Условие задачи 1.
Определите, согласуется ли каждое из утверждений (а), (б), (в) с отрывком о Сибири в травелогах. Для каждого ответьте «да» или «нет» и дословно приведите решающие слова отрывка.
(а) Романтизация изгнанников была особенно характерна для консервативных изданий.
(б) Джон Фрайзер и Джордж Линч предупреждали, что ходить без револьвера ночью по Иркутску небезопасно.
(в) Авторы травелогов сравнивали уровень преступности в сибирских городах с другими городами.
Условие задачи 2. Перепишите дословно часть отрывка о Сибири в травелогах от слов «Надо также отметить, что» до слов «ходе путешествия уточнялся.».
Условие задачи 3. Что, по словам соседки Анетт Микин по купе «Сибирского экспресса», опрометчиво делать, согласно отрывку о Сибири в травелогах?

Фрагмент страницы.
Надо также отметить, что образ Сибири — каторги, страны изгнания — тиражировался русскими толстыми журналами второй половины XIX в., но романтизация изгнанников — борцов за свободу — была особенно характерна для либеральных и народнических изданий [4, с. 324]. Таким образом, репрезентация региона в зарубежной и отечественной общественной мысли были близки. Поэтому неудивительно, что этот образ Сибири встречался у многих туристов конца XIX – начала ХХ века, проезжавших по Транссибирской магистрали, но он зачастую являлся начальным и в ходе путешествия уточнялся.

Хотя большинство авторов в своих травелогах хотели показать «другую Сибирь», обойти тему преступности и тюрем они не могли. Туристы писали о постоянных разбоях и грабежах в крупных сибирских городах, отчего «люди часто стреляют из револьвера в окно перед тем, как лечь спать, чтобы напомнить тем, кого это может касаться, что сильный и вооружённый человек хранит своё добро» [14, с. 148; 11, с. 91]. Соседка английской путешественницы Анетт Микин по купе «Сибирского экспресса» отмечала, что опрометчиво путешествовать по Сибири без револьвера [13, с. 23], а Джон Фрайзер и Джордж Линч предупреждали читателей, что ходить без револьвера ночью по Иркутску небезопасно [11, с. 91; 12, с. 168–169]. Но примечательно, что, описывая высокий уровень преступности в сибирских городах, авторы травелогов не соотносили эти показатели с другими городами и ограничивались лишь яркими описаниями зверств преступников.

Собранные данные.
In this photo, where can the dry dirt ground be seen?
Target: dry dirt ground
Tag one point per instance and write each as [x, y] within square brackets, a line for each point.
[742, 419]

Итог задания 1.
(а) Нет: «романтизация изгнанников — борцов за свободу — была особенно характерна для либеральных и народнических изданий».
(б) Да: «Джон Фрайзер и Джордж Линч предупреждали читателей, что ходить без револьвера ночью по Иркутску небезопасно».
(в) Нет: «авторы травелогов не соотносили эти показатели с другими городами».

Итог задания 2.
Надо также отметить, что образ Сибири — каторги, страны изгнания — тиражировался русскими толстыми журналами второй половины XIX в., но романтизация изгнанников — борцов за свободу — была особенно характерна для либеральных и народнических изданий [4, с. 324]. Таким образом, репрезентация региона в зарубежной и отечественной общественной мысли были близки. Поэтому неудивительно, что этот образ Сибири встречался у многих туристов конца XIX – начала ХХ века, проезжавших по Транссибирской магистрали, но он зачастую являлся начальным и в ходе путешествия уточнялся.

Итог задания 3. Путешествовать по Сибири без револьвера.